→ **Requirement**
Output only the line that contains "Where can the blue" and the lines after it, all verbatim, through the last one below.

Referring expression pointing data
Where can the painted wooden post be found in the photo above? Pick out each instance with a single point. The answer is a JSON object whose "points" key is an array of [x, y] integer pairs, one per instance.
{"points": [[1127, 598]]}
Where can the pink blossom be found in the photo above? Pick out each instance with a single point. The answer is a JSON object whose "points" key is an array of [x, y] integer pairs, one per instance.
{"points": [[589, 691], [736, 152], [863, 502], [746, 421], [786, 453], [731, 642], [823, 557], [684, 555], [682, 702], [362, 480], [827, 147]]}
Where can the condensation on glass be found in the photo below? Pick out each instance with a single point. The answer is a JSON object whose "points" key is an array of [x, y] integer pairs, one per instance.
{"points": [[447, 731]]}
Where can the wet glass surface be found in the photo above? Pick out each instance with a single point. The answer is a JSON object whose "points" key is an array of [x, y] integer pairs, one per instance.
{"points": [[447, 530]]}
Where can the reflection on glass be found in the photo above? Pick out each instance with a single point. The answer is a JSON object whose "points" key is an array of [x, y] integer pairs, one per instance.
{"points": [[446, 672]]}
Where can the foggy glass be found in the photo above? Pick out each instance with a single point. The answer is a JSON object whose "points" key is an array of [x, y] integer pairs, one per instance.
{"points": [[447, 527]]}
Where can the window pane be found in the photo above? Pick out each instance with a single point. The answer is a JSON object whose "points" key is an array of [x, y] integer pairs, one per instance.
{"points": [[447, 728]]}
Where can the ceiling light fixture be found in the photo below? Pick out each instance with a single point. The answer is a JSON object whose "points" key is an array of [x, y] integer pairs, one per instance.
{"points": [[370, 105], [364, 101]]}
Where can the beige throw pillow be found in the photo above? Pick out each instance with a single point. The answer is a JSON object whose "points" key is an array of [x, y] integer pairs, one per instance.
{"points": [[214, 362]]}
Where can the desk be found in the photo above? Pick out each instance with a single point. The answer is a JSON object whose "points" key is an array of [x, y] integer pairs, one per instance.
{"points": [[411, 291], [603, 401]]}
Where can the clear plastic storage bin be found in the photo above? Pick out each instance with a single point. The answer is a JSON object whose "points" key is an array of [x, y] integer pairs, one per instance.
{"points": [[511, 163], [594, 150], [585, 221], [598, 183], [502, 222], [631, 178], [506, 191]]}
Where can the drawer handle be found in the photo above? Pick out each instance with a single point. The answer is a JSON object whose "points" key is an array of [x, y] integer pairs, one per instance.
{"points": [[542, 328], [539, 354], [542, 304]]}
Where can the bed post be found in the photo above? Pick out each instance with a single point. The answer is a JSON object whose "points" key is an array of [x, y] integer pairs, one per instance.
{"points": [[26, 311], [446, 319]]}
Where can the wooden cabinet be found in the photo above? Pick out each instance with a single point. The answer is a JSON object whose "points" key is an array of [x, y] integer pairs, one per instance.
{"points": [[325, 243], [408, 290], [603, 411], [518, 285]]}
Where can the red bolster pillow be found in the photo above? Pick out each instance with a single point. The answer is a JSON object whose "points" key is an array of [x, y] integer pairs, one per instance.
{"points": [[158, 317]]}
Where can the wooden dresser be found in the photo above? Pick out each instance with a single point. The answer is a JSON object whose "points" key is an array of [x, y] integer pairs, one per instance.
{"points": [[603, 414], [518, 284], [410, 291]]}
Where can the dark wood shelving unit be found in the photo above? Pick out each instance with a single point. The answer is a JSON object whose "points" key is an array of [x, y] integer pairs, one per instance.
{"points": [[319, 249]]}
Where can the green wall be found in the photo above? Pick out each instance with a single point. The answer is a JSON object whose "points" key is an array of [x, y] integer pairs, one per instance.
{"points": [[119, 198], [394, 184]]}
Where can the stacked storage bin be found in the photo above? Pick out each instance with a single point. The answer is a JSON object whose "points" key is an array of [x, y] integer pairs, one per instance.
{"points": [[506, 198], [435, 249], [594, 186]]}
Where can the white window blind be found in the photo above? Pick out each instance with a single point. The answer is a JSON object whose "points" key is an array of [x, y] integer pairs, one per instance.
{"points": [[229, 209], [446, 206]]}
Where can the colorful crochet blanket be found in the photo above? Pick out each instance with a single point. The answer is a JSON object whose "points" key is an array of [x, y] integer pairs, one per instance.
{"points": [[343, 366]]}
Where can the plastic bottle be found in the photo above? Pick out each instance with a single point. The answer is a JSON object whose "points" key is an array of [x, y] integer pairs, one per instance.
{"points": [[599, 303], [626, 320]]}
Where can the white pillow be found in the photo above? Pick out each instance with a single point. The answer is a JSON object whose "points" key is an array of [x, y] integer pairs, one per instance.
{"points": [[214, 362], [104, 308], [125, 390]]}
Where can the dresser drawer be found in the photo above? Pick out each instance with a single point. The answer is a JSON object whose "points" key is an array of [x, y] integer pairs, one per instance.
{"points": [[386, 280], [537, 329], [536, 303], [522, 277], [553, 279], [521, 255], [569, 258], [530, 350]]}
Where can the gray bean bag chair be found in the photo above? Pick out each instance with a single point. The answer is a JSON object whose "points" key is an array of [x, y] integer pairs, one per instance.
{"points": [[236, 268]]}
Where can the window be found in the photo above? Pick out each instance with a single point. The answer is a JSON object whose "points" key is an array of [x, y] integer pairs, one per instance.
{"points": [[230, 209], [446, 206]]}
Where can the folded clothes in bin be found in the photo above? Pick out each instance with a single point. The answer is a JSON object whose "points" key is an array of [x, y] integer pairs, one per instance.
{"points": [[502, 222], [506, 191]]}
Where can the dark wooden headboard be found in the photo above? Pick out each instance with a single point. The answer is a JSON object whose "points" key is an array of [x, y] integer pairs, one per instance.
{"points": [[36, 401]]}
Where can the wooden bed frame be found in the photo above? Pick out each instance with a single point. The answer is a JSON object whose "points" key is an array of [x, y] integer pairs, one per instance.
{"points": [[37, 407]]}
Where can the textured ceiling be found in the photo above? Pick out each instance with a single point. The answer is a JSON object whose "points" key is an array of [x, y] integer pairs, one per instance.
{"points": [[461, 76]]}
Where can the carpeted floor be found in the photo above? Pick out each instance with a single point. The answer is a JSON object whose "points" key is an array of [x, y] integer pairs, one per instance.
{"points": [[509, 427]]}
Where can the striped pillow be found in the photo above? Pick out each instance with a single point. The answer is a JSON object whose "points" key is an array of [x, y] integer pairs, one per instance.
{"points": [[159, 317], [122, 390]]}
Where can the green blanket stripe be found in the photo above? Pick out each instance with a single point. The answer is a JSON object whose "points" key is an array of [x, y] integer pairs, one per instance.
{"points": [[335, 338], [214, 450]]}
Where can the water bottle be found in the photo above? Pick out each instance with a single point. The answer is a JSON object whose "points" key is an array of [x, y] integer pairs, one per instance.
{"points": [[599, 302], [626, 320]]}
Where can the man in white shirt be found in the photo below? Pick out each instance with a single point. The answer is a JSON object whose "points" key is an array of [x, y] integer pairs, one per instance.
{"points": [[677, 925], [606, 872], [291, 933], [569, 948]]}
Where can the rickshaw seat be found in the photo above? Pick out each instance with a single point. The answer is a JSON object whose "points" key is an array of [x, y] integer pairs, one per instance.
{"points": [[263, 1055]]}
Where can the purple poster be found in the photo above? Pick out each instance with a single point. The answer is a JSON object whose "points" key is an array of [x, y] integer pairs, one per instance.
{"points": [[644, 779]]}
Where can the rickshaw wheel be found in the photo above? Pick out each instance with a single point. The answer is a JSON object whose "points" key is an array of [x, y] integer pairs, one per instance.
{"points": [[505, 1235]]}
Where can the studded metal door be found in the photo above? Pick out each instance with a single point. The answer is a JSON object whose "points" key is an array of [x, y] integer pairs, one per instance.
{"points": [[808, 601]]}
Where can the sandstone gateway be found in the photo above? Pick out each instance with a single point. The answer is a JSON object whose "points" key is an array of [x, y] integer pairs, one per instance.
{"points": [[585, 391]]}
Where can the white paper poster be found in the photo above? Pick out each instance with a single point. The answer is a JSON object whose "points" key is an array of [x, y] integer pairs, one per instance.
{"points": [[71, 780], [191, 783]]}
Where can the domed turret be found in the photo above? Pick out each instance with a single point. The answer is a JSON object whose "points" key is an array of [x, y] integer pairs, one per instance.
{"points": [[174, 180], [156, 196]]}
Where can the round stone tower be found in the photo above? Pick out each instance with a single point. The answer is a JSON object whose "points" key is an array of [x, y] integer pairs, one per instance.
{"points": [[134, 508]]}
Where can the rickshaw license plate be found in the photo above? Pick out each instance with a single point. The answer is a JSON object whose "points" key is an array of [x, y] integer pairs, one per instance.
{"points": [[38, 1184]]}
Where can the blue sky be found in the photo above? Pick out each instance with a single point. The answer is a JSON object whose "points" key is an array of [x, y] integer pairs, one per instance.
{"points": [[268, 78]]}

→ **Solution below**
Where can the blue sky be found in the photo above? Pick out each instance with a single point. The answer is a JSON object whose "points" key is an array of [x, y] integer pairs, one per instance.
{"points": [[268, 78]]}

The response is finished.